"Task: the pointer indicates each instance of the knit" 문구가 있는 줄에서 시작해 "[[34, 427], [115, 496]]" 문구가 있는 줄까지의 줄만 다시 쓰세요. 이때 "sneaker" 표현을 "running shoe" 표현으로 바꾸고 나머지는 모두 그대로 두세요.

************

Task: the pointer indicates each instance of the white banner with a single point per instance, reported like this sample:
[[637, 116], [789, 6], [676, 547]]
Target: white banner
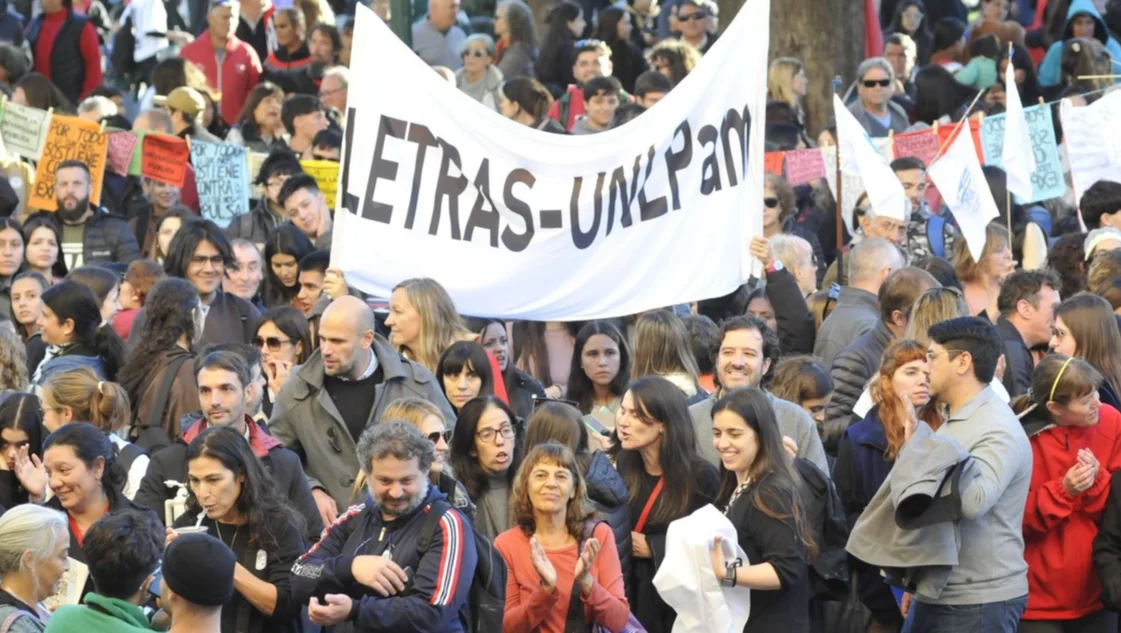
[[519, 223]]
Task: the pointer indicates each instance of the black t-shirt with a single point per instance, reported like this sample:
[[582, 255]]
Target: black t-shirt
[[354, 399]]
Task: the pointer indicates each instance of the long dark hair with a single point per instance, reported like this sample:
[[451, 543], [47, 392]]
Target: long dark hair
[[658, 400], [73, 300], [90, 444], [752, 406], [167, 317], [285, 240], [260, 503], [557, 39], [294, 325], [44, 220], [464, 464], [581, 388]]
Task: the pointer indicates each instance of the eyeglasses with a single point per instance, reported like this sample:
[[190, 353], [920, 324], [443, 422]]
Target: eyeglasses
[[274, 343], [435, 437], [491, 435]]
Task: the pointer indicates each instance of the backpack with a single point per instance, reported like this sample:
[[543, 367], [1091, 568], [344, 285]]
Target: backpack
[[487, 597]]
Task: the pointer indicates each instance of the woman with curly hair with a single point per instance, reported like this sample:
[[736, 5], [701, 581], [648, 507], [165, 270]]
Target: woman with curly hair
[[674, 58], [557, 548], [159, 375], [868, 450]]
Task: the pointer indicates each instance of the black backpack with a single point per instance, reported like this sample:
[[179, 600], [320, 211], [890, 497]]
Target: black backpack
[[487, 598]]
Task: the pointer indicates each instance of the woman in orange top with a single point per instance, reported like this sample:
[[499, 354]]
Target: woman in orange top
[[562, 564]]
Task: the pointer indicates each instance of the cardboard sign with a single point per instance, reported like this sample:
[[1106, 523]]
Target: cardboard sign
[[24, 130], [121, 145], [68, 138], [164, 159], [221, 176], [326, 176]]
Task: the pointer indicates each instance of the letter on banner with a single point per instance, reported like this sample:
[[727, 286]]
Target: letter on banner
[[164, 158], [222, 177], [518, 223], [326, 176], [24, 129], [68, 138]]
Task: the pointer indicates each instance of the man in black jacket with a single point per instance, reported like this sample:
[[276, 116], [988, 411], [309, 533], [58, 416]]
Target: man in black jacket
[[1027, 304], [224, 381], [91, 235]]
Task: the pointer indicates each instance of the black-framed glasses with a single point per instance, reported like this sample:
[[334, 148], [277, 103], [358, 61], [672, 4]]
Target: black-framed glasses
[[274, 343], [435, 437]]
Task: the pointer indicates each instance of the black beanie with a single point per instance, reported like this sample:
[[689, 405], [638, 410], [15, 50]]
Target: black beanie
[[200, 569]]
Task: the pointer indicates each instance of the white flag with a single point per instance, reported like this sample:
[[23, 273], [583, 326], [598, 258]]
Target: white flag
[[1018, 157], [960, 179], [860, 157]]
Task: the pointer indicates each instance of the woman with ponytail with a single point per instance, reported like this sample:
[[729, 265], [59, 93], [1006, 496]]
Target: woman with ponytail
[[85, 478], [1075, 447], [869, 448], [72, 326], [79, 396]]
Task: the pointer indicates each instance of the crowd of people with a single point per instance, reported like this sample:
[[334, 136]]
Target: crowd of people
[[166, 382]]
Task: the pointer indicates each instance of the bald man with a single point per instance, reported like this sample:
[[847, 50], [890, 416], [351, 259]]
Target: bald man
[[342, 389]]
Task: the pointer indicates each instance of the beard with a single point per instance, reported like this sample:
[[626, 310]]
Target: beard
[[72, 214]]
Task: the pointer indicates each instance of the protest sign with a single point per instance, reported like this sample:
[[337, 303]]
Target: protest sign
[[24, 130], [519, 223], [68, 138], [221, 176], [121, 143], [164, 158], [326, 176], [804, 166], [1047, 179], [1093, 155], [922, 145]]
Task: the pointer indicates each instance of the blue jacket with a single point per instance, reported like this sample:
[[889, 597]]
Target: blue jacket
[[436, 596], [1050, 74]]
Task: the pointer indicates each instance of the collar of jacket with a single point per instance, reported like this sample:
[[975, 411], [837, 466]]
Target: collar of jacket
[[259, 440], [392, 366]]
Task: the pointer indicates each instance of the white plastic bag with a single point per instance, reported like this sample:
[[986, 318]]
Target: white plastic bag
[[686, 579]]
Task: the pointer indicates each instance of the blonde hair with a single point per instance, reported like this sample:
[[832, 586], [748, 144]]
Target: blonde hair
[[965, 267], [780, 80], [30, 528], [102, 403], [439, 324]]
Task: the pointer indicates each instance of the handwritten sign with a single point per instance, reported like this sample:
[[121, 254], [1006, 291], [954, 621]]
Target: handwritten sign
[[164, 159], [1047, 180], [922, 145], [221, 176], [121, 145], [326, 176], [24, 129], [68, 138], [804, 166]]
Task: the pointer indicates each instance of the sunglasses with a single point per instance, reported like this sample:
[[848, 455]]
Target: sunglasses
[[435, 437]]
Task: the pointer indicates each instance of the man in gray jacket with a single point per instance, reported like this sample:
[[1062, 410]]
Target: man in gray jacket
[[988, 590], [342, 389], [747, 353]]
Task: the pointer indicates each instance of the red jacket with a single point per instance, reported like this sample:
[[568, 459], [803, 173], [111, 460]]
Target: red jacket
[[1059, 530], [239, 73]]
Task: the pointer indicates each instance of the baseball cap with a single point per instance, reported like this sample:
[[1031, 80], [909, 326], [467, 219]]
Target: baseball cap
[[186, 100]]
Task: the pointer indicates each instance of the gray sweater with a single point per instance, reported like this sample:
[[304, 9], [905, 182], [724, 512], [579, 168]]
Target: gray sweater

************

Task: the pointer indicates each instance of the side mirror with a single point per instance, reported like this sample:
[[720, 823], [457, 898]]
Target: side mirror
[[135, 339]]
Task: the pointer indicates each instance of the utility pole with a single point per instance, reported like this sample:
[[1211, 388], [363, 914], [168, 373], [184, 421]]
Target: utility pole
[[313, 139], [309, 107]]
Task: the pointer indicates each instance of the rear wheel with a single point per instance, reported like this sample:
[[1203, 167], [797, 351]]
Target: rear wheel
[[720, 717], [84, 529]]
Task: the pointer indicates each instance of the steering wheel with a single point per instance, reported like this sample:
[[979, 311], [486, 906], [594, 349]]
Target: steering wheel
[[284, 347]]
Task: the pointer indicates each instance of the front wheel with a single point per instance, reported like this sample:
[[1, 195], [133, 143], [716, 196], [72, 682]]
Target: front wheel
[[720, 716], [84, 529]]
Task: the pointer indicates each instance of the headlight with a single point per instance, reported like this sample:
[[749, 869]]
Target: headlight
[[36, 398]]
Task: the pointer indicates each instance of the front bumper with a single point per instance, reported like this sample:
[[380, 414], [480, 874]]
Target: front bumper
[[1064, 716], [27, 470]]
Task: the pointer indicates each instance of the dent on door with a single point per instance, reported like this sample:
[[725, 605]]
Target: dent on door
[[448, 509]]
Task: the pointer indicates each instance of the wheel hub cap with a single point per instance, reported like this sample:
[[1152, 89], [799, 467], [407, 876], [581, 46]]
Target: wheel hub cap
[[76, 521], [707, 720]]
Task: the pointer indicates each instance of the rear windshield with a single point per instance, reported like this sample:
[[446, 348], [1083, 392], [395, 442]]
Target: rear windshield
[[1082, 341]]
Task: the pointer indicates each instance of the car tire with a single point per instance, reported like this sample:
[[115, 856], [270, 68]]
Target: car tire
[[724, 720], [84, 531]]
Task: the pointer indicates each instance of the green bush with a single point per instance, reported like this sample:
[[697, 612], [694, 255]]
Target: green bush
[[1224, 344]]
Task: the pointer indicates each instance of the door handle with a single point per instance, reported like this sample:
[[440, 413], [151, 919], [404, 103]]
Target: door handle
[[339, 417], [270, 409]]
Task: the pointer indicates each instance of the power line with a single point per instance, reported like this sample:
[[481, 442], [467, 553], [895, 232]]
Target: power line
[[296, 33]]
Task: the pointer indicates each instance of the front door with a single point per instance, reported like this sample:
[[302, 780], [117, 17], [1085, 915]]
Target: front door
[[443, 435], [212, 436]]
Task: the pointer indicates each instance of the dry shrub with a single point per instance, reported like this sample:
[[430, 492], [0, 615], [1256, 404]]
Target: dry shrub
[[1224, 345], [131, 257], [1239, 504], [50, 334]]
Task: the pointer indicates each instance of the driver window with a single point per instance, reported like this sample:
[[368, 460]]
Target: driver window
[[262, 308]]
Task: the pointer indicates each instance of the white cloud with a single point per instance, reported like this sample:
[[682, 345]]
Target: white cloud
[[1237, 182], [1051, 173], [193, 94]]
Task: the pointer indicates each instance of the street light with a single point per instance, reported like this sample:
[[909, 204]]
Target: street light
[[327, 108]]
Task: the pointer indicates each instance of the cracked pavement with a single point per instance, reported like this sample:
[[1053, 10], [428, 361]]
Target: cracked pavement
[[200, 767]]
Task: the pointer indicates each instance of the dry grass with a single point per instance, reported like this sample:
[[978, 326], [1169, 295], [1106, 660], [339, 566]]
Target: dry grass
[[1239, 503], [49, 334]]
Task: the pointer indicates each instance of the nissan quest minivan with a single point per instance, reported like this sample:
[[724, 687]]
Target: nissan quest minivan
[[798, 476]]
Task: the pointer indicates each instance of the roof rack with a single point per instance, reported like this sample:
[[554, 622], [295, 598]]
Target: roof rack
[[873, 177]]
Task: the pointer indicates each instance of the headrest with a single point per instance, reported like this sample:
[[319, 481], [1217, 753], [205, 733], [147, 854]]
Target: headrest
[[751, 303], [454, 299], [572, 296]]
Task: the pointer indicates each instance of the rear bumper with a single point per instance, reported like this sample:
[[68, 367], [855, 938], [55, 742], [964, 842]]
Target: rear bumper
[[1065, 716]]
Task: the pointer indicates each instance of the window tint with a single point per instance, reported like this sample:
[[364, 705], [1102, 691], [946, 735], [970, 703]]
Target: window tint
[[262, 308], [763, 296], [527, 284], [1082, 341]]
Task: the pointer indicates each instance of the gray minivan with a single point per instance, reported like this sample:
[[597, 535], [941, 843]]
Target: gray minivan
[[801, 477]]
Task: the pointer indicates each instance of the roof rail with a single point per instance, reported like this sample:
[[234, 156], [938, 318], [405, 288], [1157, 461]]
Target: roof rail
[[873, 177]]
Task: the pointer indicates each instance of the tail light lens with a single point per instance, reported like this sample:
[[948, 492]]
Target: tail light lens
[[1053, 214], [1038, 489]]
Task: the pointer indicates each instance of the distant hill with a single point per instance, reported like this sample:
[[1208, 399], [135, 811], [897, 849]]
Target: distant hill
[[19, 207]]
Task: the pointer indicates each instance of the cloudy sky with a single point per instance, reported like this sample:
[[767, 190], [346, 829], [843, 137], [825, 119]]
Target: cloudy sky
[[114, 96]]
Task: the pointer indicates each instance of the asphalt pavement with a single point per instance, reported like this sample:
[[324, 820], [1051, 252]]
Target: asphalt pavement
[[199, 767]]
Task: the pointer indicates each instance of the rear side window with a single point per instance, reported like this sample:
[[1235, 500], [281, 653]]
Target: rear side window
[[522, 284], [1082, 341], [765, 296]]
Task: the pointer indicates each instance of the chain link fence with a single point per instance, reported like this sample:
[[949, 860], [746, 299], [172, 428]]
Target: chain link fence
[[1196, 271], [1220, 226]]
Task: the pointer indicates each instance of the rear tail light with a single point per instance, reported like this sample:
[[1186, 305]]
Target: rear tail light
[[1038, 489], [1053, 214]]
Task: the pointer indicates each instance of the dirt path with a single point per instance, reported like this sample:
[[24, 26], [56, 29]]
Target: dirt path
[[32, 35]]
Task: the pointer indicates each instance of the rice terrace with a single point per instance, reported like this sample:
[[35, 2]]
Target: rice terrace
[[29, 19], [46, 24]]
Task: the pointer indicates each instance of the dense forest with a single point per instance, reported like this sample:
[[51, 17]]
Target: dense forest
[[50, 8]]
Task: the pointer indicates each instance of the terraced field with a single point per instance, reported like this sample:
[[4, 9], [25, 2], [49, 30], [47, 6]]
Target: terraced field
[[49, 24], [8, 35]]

************

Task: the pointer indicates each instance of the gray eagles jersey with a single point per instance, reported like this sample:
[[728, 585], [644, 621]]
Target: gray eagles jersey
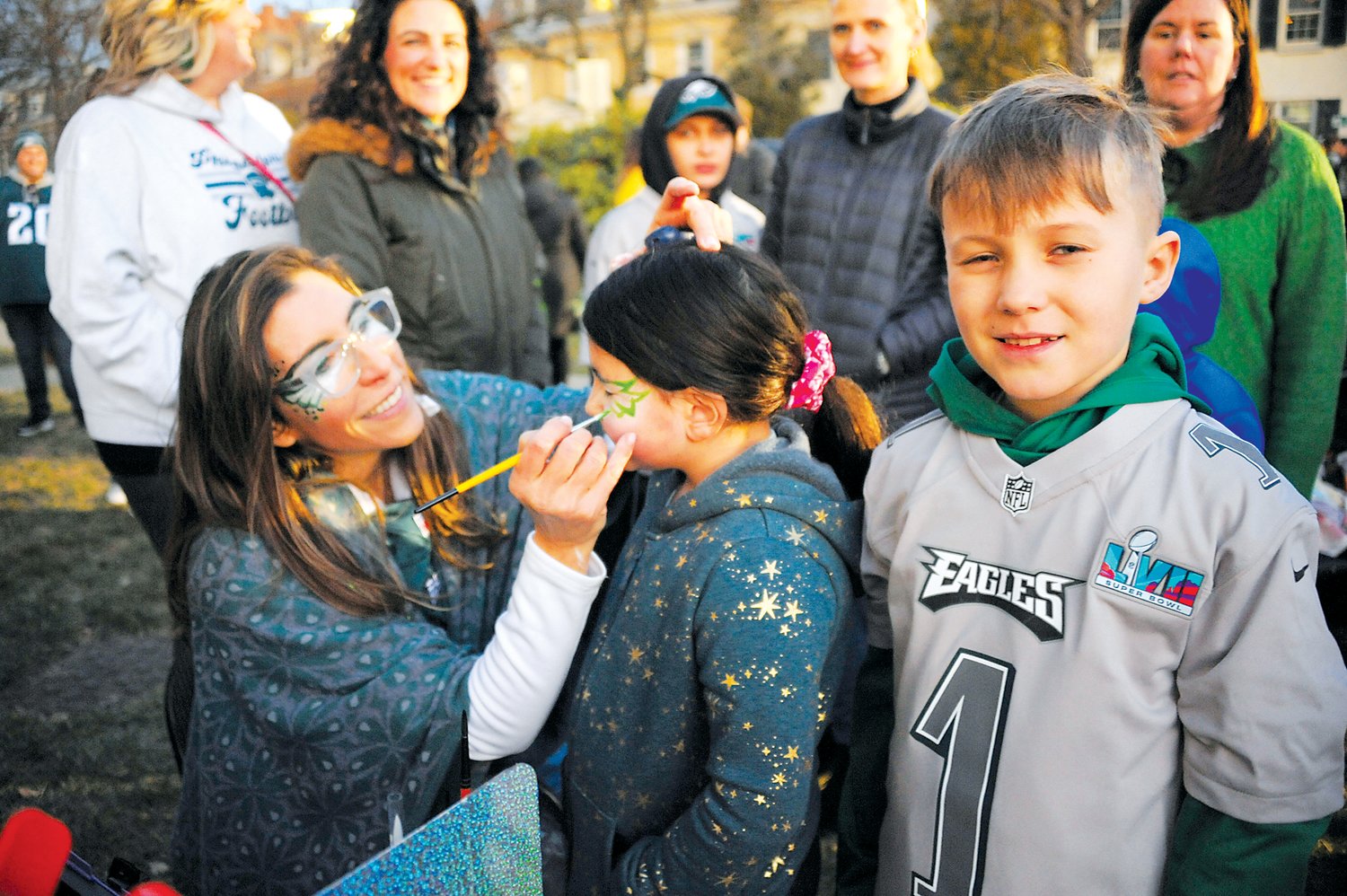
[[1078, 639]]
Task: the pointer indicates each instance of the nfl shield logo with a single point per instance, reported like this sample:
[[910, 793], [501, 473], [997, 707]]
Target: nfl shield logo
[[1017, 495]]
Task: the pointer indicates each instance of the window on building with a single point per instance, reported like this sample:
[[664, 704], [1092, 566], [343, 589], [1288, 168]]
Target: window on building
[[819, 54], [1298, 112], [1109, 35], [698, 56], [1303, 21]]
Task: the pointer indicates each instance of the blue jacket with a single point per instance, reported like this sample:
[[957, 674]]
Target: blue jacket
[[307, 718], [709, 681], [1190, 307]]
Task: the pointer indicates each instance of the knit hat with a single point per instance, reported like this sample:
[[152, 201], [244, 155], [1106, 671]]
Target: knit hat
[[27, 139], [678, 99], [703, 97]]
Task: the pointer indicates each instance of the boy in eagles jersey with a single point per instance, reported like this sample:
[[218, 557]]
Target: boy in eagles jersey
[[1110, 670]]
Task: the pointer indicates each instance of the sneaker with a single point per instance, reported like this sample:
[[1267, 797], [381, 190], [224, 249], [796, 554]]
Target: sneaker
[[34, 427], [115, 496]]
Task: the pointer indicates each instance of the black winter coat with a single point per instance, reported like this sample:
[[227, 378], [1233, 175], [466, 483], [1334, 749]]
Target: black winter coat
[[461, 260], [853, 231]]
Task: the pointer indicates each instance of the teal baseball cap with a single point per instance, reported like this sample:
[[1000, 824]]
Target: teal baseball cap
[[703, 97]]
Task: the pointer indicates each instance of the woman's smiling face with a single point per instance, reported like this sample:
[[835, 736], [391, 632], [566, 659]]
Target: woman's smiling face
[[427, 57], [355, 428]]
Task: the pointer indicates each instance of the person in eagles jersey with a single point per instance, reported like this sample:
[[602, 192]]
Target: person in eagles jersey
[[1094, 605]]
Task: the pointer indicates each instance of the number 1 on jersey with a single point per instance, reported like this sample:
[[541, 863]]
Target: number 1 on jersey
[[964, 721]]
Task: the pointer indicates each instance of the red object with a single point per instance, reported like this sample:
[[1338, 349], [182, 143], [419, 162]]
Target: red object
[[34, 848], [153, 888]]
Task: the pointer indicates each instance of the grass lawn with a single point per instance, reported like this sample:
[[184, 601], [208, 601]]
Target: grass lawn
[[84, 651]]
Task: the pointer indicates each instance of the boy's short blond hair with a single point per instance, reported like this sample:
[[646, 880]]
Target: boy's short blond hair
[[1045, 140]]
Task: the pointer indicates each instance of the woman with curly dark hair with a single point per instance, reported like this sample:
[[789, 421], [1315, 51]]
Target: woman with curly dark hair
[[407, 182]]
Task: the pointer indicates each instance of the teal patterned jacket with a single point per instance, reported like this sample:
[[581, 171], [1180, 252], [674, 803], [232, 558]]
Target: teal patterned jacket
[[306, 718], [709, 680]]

************

| 작성 답안 |
Task: the pointer indicates each instance of the knit hat with a single point per instance, reported like this sample:
[[152, 201], [244, 155], [1106, 671]]
Target: knit hat
[[27, 139], [678, 99], [703, 97]]
Task: the pointer indicates each instance of the boy in eagles jersey with a single point per instance, reported like this sample:
[[218, 557]]
Target: boy in eagles jersey
[[1110, 670]]
Task: the pointer indicates each instance of the running shoe with a single point per instance, reported like this sample:
[[1267, 797], [381, 190], [224, 249], [796, 554]]
Target: running shoe
[[34, 427], [115, 496]]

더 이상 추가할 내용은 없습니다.